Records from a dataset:
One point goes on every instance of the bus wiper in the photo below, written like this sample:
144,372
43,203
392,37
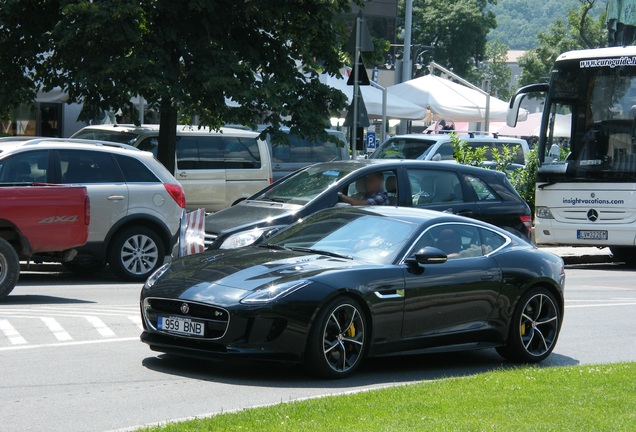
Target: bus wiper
321,252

To do: Every entry, word for word, should be given again; the pictures are not part of the copy.

Output of the exercise:
One point goes on every instance of the bus wiper in the photo below, written like this sample:
144,372
43,203
392,37
Target: bus wiper
321,252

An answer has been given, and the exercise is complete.